------ SUPPLIED DATA ------

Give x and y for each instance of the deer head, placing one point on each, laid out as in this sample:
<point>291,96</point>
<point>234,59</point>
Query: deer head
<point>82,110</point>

------

*DIRECTIONS FOR THIS TASK*. All of the lines above should be returned exactly as written.

*EXERCISE OUTPUT*.
Give x and y for each instance of the deer head, placing one point on each, laid out as in this sample:
<point>291,96</point>
<point>234,59</point>
Query: deer head
<point>82,110</point>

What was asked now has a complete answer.